TO BE DONE>
Quote the material from the line containing "task: segment the white house in background" through the end of the material, including both ends, and leave out the pictures.

EXCERPTED RECORDS>
#####

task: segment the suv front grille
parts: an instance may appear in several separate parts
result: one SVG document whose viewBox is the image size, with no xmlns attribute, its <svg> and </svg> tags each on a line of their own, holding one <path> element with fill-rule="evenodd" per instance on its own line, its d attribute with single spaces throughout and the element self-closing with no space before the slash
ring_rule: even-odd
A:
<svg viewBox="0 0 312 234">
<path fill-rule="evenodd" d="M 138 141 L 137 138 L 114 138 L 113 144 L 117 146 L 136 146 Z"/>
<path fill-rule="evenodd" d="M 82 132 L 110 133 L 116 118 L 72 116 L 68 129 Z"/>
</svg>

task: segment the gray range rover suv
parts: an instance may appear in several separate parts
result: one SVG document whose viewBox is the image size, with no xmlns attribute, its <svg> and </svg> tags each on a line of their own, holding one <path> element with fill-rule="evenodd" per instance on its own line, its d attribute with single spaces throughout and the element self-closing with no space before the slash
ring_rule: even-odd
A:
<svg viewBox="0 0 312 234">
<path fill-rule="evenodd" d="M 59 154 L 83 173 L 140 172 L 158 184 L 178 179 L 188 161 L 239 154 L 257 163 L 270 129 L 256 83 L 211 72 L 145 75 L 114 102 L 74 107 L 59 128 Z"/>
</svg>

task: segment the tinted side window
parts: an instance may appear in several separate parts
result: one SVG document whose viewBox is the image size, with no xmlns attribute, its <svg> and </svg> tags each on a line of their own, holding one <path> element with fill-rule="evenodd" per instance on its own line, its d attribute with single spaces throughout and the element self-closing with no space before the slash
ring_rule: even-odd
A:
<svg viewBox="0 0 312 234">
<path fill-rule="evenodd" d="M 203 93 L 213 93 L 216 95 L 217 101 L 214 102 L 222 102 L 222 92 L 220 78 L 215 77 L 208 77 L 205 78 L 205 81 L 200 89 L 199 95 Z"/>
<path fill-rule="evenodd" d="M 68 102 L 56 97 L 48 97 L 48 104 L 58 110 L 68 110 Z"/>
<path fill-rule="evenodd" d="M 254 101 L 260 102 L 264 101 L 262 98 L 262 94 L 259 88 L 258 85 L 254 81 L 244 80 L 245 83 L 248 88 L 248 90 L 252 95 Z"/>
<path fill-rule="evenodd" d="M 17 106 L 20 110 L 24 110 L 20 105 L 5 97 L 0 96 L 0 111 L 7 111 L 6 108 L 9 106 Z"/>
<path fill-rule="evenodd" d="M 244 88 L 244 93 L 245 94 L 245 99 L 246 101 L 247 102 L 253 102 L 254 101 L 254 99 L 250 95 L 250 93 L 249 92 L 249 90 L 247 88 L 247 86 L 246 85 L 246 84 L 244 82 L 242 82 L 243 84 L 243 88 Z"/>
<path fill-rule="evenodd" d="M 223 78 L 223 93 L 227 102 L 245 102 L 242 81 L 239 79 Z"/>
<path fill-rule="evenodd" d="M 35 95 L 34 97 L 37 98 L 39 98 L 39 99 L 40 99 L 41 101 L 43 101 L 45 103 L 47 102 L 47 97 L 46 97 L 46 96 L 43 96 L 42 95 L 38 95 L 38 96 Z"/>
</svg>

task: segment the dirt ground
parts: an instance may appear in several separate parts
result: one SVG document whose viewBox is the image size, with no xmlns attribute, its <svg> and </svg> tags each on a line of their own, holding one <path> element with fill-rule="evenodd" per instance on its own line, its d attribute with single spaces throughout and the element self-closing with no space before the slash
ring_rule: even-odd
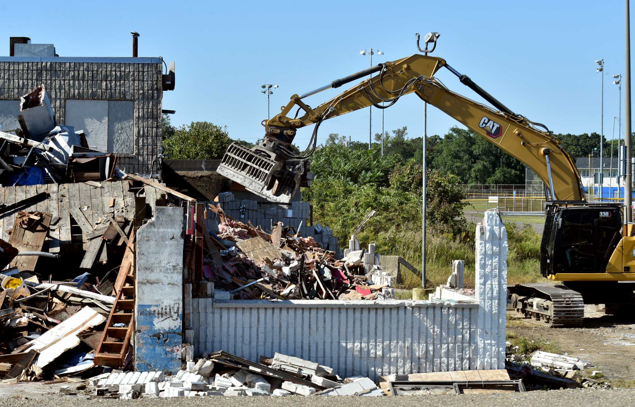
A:
<svg viewBox="0 0 635 407">
<path fill-rule="evenodd" d="M 553 342 L 570 356 L 590 361 L 609 381 L 635 379 L 635 316 L 627 320 L 587 305 L 584 328 L 549 328 L 518 320 L 509 321 L 507 330 Z"/>
</svg>

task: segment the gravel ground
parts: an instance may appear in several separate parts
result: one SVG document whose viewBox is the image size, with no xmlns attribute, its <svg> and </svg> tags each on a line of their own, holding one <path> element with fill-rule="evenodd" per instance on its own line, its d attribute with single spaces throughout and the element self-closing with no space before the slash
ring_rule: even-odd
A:
<svg viewBox="0 0 635 407">
<path fill-rule="evenodd" d="M 56 387 L 57 389 L 57 387 Z M 635 405 L 635 389 L 625 390 L 561 390 L 551 391 L 534 391 L 526 393 L 509 393 L 498 394 L 461 394 L 457 396 L 427 396 L 400 397 L 328 397 L 313 396 L 290 397 L 223 397 L 218 396 L 192 397 L 178 398 L 146 398 L 137 400 L 104 399 L 100 397 L 91 398 L 85 396 L 50 395 L 44 399 L 37 401 L 23 396 L 15 396 L 8 398 L 0 398 L 0 406 L 27 406 L 37 405 L 37 407 L 74 406 L 244 406 L 246 407 L 273 407 L 291 405 L 293 407 L 313 407 L 324 406 L 335 407 L 391 407 L 403 406 L 420 407 L 473 407 L 487 406 L 523 406 L 523 407 L 545 407 L 547 406 L 585 406 L 585 407 L 621 407 Z"/>
<path fill-rule="evenodd" d="M 587 305 L 584 328 L 553 328 L 537 326 L 520 320 L 507 322 L 507 332 L 530 339 L 553 342 L 570 356 L 590 361 L 594 370 L 612 379 L 635 378 L 635 318 L 627 319 L 595 311 Z"/>
</svg>

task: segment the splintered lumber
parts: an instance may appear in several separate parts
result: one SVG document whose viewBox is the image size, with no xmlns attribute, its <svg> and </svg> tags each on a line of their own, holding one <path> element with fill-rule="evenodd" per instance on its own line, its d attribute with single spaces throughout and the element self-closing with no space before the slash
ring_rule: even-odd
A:
<svg viewBox="0 0 635 407">
<path fill-rule="evenodd" d="M 84 258 L 82 259 L 81 264 L 79 264 L 79 268 L 92 268 L 93 264 L 95 263 L 95 260 L 98 257 L 100 257 L 102 250 L 105 250 L 104 246 L 106 242 L 104 239 L 93 239 L 91 240 L 90 244 L 88 246 L 88 250 L 86 251 Z"/>
<path fill-rule="evenodd" d="M 210 231 L 207 229 L 206 225 L 203 228 L 203 238 L 205 240 L 205 245 L 207 246 L 207 250 L 211 255 L 211 259 L 213 260 L 217 264 L 220 266 L 223 264 L 223 258 L 220 257 L 220 252 L 218 250 L 218 248 L 217 247 L 216 243 L 213 242 L 210 236 Z"/>
<path fill-rule="evenodd" d="M 28 208 L 29 207 L 32 206 L 40 201 L 48 199 L 51 196 L 48 195 L 48 192 L 40 192 L 39 193 L 33 195 L 32 197 L 22 199 L 15 204 L 11 204 L 10 205 L 5 205 L 4 204 L 0 204 L 0 214 L 22 207 Z"/>
<path fill-rule="evenodd" d="M 35 215 L 39 219 L 34 219 L 32 223 L 25 220 Z M 44 240 L 48 235 L 48 227 L 51 224 L 52 216 L 48 212 L 37 212 L 29 214 L 24 212 L 18 212 L 15 218 L 11 236 L 9 238 L 9 244 L 20 252 L 41 252 L 44 246 Z M 23 221 L 24 223 L 23 224 Z M 26 227 L 23 227 L 25 224 Z M 20 271 L 32 271 L 35 269 L 36 264 L 39 256 L 18 256 L 11 262 L 11 267 L 17 267 Z"/>
<path fill-rule="evenodd" d="M 79 225 L 80 228 L 81 228 L 84 236 L 95 231 L 95 229 L 93 229 L 92 225 L 90 224 L 88 218 L 86 218 L 86 215 L 84 214 L 84 212 L 81 211 L 81 209 L 79 208 L 69 208 L 69 212 L 70 212 L 70 214 L 75 219 L 75 221 L 77 222 L 77 224 Z"/>
<path fill-rule="evenodd" d="M 31 366 L 31 364 L 33 363 L 33 359 L 37 356 L 37 351 L 35 349 L 27 352 L 26 354 L 20 359 L 20 361 L 13 365 L 4 378 L 15 378 L 21 375 L 25 369 L 28 369 Z"/>
<path fill-rule="evenodd" d="M 124 233 L 123 231 L 121 229 L 121 226 L 123 226 L 124 224 L 123 219 L 122 219 L 121 221 L 120 222 L 116 222 L 115 219 L 112 219 L 112 217 L 110 216 L 110 214 L 106 214 L 106 216 L 108 216 L 108 219 L 110 220 L 110 226 L 112 226 L 113 228 L 115 228 L 115 230 L 117 231 L 117 233 L 119 234 L 119 235 L 121 236 L 121 238 L 124 240 L 124 241 L 126 242 L 126 244 L 127 245 L 128 243 L 128 236 L 126 236 L 126 233 Z M 109 228 L 110 228 L 109 227 Z M 113 237 L 112 238 L 114 239 L 114 237 Z M 112 240 L 112 239 L 110 240 Z"/>
<path fill-rule="evenodd" d="M 0 268 L 4 268 L 17 255 L 18 249 L 0 239 Z M 0 306 L 1 306 L 2 304 L 0 303 Z"/>
<path fill-rule="evenodd" d="M 35 350 L 39 352 L 34 365 L 43 368 L 66 351 L 79 344 L 77 333 L 96 326 L 105 320 L 90 307 L 84 307 L 69 319 L 27 343 L 25 351 Z"/>
<path fill-rule="evenodd" d="M 154 187 L 157 190 L 164 191 L 165 192 L 170 193 L 174 195 L 175 197 L 177 197 L 177 198 L 180 198 L 181 199 L 184 199 L 187 201 L 191 201 L 193 202 L 196 202 L 196 200 L 194 199 L 194 198 L 192 198 L 191 197 L 188 197 L 187 195 L 181 193 L 180 192 L 178 192 L 177 191 L 175 191 L 174 190 L 171 190 L 167 186 L 164 186 L 163 185 L 161 185 L 159 183 L 153 183 L 149 179 L 146 179 L 145 178 L 136 175 L 135 174 L 128 174 L 127 175 L 124 176 L 123 178 L 124 179 L 127 179 L 128 178 L 130 178 L 130 179 L 134 179 L 135 181 L 140 181 L 145 184 L 146 185 L 149 185 L 150 186 Z"/>
<path fill-rule="evenodd" d="M 246 285 L 247 284 L 251 284 L 251 286 L 258 288 L 261 291 L 266 292 L 267 294 L 271 295 L 274 298 L 277 298 L 279 300 L 286 299 L 282 295 L 278 295 L 277 293 L 276 293 L 272 289 L 271 286 L 268 284 L 263 284 L 262 283 L 258 283 L 257 280 L 253 280 L 252 281 L 246 281 L 243 280 L 241 280 L 237 277 L 234 277 L 233 280 L 235 282 L 237 283 L 238 284 L 240 284 L 241 286 Z"/>
<path fill-rule="evenodd" d="M 280 240 L 282 238 L 282 222 L 278 222 L 277 226 L 271 232 L 271 243 L 276 247 L 280 247 Z"/>
<path fill-rule="evenodd" d="M 282 257 L 280 249 L 258 236 L 257 237 L 239 240 L 236 242 L 236 246 L 241 249 L 245 255 L 256 262 L 257 264 L 268 259 L 279 259 Z"/>
</svg>

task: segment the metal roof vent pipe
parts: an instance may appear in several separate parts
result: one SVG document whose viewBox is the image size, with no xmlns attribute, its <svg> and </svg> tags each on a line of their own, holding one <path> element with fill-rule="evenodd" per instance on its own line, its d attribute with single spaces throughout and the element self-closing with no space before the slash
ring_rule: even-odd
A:
<svg viewBox="0 0 635 407">
<path fill-rule="evenodd" d="M 136 31 L 131 31 L 130 34 L 132 34 L 132 56 L 137 58 L 138 56 L 137 48 L 139 45 L 139 33 Z"/>
</svg>

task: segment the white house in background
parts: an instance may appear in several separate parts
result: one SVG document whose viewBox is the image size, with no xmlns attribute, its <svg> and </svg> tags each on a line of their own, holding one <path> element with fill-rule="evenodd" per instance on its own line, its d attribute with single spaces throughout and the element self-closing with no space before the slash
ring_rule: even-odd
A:
<svg viewBox="0 0 635 407">
<path fill-rule="evenodd" d="M 624 197 L 624 183 L 619 174 L 619 160 L 617 158 L 605 157 L 602 163 L 604 167 L 604 180 L 602 187 L 604 197 L 607 198 Z M 581 157 L 575 160 L 584 190 L 595 195 L 599 195 L 599 184 L 595 183 L 594 174 L 599 174 L 599 157 Z"/>
</svg>

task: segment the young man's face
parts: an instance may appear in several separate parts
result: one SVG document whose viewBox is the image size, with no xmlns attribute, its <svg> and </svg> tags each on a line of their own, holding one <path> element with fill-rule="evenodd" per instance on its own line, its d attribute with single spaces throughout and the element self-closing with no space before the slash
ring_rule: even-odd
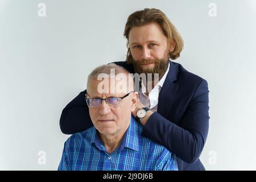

#####

FINAL RESULT>
task: segment the white house in background
parts: an instance may appear in several separate parts
result: one SVG document whose viewBox is the image size, with no xmlns attribute, its <svg> and </svg> tags each on a line of their own, holding one <path> element with fill-rule="evenodd" per instance on its own line, its d attribute with single spaces throughout and the element self-closing with no space before the slash
ring_rule: even-odd
A:
<svg viewBox="0 0 635 407">
<path fill-rule="evenodd" d="M 624 197 L 624 183 L 619 174 L 619 160 L 617 158 L 605 157 L 602 163 L 604 167 L 604 180 L 602 187 L 604 197 L 607 198 Z M 581 157 L 575 160 L 584 190 L 595 195 L 599 195 L 599 184 L 595 183 L 594 174 L 599 174 L 599 157 Z"/>
</svg>

task: segment the young man's face
parts: an instance may appear in several separate parts
result: one SVG document whose viewBox is the image size, with no xmlns attribute, its <svg> and </svg> tags each on a line of their own, holding one <path> element with fill-rule="evenodd" per instance on its own line, its d attribute with single spaces throughout and the element self-closing with no space before the slash
ring_rule: even-odd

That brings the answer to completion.